Action item
Give as output the line that contains "Can you see the lips", followed by every remaining line of the entries, unchanged and with nothing added.

Image-grounded pointing data:
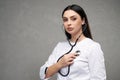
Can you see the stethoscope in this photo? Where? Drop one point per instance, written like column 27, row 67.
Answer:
column 72, row 46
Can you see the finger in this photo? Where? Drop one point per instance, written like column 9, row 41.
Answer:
column 76, row 54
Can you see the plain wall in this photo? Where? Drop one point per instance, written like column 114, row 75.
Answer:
column 30, row 29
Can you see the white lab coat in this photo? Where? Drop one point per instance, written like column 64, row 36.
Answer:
column 89, row 65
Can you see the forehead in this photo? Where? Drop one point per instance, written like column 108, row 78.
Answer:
column 70, row 13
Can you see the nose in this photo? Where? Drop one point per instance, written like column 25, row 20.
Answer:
column 69, row 22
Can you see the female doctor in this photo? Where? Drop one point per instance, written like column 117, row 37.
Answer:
column 78, row 58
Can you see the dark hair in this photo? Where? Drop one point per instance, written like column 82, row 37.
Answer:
column 81, row 12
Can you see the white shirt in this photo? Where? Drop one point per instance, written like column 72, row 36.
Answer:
column 89, row 65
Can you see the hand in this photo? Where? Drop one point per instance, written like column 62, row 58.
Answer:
column 67, row 59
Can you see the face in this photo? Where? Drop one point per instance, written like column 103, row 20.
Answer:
column 72, row 22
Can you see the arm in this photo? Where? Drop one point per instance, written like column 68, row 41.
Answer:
column 63, row 62
column 96, row 64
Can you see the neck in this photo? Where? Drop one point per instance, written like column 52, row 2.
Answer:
column 74, row 38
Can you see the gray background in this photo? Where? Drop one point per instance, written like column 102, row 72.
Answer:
column 30, row 29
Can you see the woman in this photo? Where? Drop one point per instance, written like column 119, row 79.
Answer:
column 78, row 58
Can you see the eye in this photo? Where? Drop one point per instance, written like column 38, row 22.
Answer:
column 65, row 19
column 73, row 18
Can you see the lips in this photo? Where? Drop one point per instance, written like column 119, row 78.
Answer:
column 69, row 29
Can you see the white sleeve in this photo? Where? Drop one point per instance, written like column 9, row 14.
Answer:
column 51, row 60
column 97, row 64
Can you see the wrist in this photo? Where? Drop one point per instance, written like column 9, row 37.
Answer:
column 59, row 65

Your solution
Can you see the lips in this photo? Where? Drop one point per instance, written like column 119, row 78.
Answer:
column 69, row 29
Can you see the white sleeve in this photo? Where? Drop one point per instance, written like column 9, row 14.
Answer:
column 51, row 60
column 97, row 64
Can you see the wrist in this photo? Where? Drop one point per instance, written like column 9, row 37.
Answer:
column 59, row 65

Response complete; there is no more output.